* begin GIVEN RECORDS *

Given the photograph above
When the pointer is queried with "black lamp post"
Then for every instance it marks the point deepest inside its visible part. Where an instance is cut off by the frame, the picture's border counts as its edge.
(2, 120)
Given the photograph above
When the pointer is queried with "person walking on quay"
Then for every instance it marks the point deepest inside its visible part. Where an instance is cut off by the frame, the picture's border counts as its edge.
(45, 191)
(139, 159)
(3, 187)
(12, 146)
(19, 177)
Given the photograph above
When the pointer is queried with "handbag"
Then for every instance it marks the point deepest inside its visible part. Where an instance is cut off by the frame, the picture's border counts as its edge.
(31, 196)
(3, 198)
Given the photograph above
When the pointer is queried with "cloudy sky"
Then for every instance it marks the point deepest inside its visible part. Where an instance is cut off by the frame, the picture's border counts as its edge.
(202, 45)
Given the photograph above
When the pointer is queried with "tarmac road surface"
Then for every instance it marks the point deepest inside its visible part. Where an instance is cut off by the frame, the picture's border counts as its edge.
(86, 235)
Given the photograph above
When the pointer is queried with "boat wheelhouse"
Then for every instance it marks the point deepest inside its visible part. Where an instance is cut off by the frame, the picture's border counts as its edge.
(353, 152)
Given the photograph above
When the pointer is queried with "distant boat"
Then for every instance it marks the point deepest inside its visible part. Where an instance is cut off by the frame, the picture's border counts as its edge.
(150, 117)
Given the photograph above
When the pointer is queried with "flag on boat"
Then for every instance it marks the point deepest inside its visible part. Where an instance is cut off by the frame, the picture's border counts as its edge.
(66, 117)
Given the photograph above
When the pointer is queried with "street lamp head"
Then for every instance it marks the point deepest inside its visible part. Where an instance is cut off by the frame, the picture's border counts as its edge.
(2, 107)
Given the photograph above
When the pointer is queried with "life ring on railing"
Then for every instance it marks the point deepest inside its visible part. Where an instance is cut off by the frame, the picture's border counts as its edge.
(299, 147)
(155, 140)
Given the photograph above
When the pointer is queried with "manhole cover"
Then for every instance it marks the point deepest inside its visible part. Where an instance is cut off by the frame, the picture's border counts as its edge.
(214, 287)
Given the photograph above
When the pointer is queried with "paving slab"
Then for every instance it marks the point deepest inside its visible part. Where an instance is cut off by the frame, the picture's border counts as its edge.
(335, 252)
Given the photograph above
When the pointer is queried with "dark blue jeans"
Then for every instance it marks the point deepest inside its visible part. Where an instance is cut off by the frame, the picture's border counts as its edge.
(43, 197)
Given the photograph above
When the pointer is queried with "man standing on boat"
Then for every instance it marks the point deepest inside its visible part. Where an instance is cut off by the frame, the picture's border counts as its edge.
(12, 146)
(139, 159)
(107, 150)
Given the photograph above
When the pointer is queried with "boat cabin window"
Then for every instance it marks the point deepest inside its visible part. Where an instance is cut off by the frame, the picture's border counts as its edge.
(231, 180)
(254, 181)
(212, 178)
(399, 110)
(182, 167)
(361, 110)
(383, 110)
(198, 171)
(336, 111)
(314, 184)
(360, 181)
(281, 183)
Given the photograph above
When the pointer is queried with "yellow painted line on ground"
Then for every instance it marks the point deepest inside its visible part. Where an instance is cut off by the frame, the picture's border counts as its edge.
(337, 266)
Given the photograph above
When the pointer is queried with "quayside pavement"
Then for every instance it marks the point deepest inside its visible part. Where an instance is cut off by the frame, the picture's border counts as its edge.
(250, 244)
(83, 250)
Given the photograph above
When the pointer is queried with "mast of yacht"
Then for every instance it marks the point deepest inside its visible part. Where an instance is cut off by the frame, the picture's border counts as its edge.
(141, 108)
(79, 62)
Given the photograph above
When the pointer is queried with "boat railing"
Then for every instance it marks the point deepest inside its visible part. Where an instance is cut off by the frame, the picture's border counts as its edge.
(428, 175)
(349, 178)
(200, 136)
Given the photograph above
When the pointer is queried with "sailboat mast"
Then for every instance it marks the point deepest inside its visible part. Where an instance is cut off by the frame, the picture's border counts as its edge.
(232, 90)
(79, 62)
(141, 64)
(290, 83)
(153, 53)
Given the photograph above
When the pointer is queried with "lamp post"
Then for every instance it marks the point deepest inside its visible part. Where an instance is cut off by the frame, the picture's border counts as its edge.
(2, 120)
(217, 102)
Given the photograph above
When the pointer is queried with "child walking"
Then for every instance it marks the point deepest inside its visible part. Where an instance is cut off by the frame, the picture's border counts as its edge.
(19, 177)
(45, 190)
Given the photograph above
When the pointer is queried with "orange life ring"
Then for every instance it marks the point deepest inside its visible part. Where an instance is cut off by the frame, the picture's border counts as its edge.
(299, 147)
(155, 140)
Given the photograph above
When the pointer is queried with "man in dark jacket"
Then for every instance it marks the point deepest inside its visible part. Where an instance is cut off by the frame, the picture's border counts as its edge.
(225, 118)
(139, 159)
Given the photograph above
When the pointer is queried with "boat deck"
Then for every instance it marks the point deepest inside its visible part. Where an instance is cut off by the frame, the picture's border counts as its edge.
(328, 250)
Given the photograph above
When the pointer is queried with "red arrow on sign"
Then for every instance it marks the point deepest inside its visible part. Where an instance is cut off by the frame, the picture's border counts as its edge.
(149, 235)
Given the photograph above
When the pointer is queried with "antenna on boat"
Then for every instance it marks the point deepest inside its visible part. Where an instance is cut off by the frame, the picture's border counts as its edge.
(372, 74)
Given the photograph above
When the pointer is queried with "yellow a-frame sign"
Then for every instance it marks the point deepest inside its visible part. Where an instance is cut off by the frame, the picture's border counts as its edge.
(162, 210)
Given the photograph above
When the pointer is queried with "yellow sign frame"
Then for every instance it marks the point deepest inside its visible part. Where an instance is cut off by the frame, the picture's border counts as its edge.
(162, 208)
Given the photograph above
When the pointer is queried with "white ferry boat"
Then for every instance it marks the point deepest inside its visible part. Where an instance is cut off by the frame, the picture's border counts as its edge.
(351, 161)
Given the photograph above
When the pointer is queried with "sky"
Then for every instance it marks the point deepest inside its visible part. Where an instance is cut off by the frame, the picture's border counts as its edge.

* end GIVEN RECORDS *

= DIRECTIONS =
Emit the records above again, exactly, with no line skipped.

= SOLUTION =
Given the photograph above
When the pointer is queried with "black lamp post"
Then for every instance it marks the point deepest inside its visible part. Where an instance is cut off by the frame, the picture's border counts as its edge.
(2, 120)
Given the photograph above
When the pointer is queried with "person walking on quay"
Then for every instance it marks the point deepest inside its visible part. Where an instance is cut off by the frame, the picture's border counts as its edge.
(45, 191)
(139, 159)
(3, 187)
(12, 146)
(19, 177)
Given the photograph above
When the pointer is queried with "handbag"
Then for every instance it marks the point deepest inside its visible part. Where an instance is cut off by the frame, the picture's border counts as its edge.
(31, 196)
(3, 198)
Given the photograph above
When the pointer is queried with "cloudy sky"
Then for every instance it marks the point deepest inside its visible part. Where an instance is cut off by the frame, the picture's border counts as its edge.
(202, 45)
Given the photograph above
When the pointer is queried with "tarmac road surface"
Then for every instance it marks the point deepest inside its visible part. Where an instance is cut off by the frame, the picture's border counts as its edge.
(86, 235)
Given the photograph above
When the pointer is queried with "boat wheelhouse"
Then for every instance it marks the point deepest inside its visible part. Where an instance is cut off by the frame, the picture's border counts as its edge.
(353, 152)
Given the photograph above
When the pointer is queried with "distant boat"
Then for every instance it marks the point deepest inside its visible part. Where an instance is cut off by the frame, the picture's border counts as its edge.
(150, 117)
Given the photograph above
When the pointer is queried with "flag on boat"
Then for every instance it marks the point deepest inside its visible part. Where an instance is cut off by the frame, the picture's border counts as its edge.
(66, 117)
Given the photograph above
When the pointer is queried with "street lamp head"
Then for every instance it marks the point deepest inside its visible part. Where an instance is cut off by the frame, the picture's border counts as its edge.
(2, 107)
Given the photograph above
When the pointer is queried with "life ring on railing"
Then for every instance it marks the point deepest inside its visible part. Where an instance is cut off by the frame, the picture's border counts as its edge.
(299, 147)
(155, 140)
Given the photograph above
When the pointer is queried with "manhole cover"
Then for every instance it marks the point deepest inside its visible part. Where an instance is cut off by the frame, the picture's border counts as its edge.
(214, 287)
Given the photograph above
When the pointer is queried with "paving slab"
Then for every instance it marks the point deepest inside its visible part. Where an instance is cut off by the frame, the picture's border counts as its edge.
(335, 252)
Given the photograph above
When the pointer is queried with "dark blue jeans"
Then for every instance it marks the point deepest inside its visible part. Where an instance is cut off by the frame, the picture's border counts as its edge.
(43, 197)
Given the photograph above
When the pointer is queried with "man standing on boat"
Then for every instance it marks the point deepest inside its visible part. Where an instance is cut off by the frame, the picture's border counts as its edge.
(12, 146)
(139, 159)
(107, 150)
Given the photograph above
When the pointer is queried with "boat cabin window"
Then for every instance it marks the point deepest inside its visible part. Where an instance is cut off by the frame, the picture's border counts as its edge.
(231, 180)
(254, 181)
(212, 178)
(399, 110)
(182, 167)
(361, 110)
(383, 110)
(198, 171)
(336, 111)
(314, 184)
(360, 181)
(281, 183)
Given the photograph above
When the pointer is queried with "yellow painted line on ground"
Then for every instance it marks the point deepest inside its visible part. Where an instance is cut off by the frame, the picture's border counts as its edge.
(337, 266)
Given the photograph above
When the pointer is queried with "quayside pavement"
Then for every instance it marks the point deepest inside its visible part. Where an instance is cut off by the frame, the picture's border counts as its edge.
(250, 244)
(83, 250)
Given the photograph above
When the pointer is queried with "mast of yacht"
Then for every instance it marks the point deepest inside its visible part. Where an instance is cut off by the frame, the picture's border counts as its edge.
(141, 108)
(79, 62)
Given the photograph above
When the pointer is queried with "boat railing"
Then for every instance it marks the point deepest inside its visible part. Where an instance is cut off by the frame, the picture's border counts as its edge.
(428, 175)
(349, 178)
(200, 136)
Given the photograph above
When the pointer is queried with "sailboat mast"
Then for every instance it marks the point deepest inside its visible part. Where an instance is cut off by the frame, the picture's border counts as its edge.
(232, 90)
(79, 62)
(141, 64)
(290, 83)
(153, 53)
Given the photograph above
When the pointer is queried with "lamp post"
Then for every instance it marks the point deepest inside its visible part. Where an instance is cut off by the frame, the picture's border counts as its edge.
(2, 120)
(217, 102)
Given the photograph above
When the pointer is queried with "child walking"
Then for every instance it marks the point deepest inside its visible part. Where an instance is cut off by the frame, the picture's border counts as its edge.
(19, 177)
(45, 190)
Given the photograph above
When the pointer is queried with "orange life ring"
Then for every instance it marks the point deepest inside its visible part. Where an instance is cut off by the frame, the picture's border counts as its edge.
(299, 147)
(155, 140)
Given the photograph above
When the pointer is queried with "man in dark jacket"
Then for every instance it marks the point deepest inside its visible part. Where an instance is cut off by the frame, the picture's border counts as its edge.
(225, 118)
(139, 159)
Given the photograph above
When the pointer is queried with "boat deck"
Then for every instance it marks the point deepest inside its visible part. Where an instance is cut off by the frame, the picture's border counts as its edge.
(328, 250)
Given the photograph above
When the pointer is queried with "red arrow on sign"
Then for every instance it marks the point deepest inside its visible part. Where an instance is cut off by the frame, the picture's border counts as its edge.
(149, 235)
Given the photograph above
When the pointer is queried with "antenna on boat"
Then for every instance it marks the point deepest inside its visible part. Where an instance is cut off by the frame, the picture's border counts as its edge.
(372, 74)
Given the photograph above
When the pointer is queried with "yellow a-frame sign"
Then for every instance it marks the point deepest inside its visible part. Where an instance is cut off by the frame, the picture's border counts as its edge.
(162, 210)
Given the photograph above
When the pointer is queried with "yellow sign frame"
Then for every instance it marks the point deepest inside its visible part. Where an instance is cut off by the frame, the picture's border counts as its edge.
(162, 208)
Given the photograph above
When the pointer is queried with "white ferry boat"
Then for every instance it marks the point deepest inside its visible part. Where an instance is cut off by the frame, the picture's border counts as its edge.
(351, 161)
Given the photograph above
When the pointer is queried with "sky"
Then for every instance it marks the point deepest inside its visible part. Where an instance is cut off by the frame, the picture's border counts as its edge.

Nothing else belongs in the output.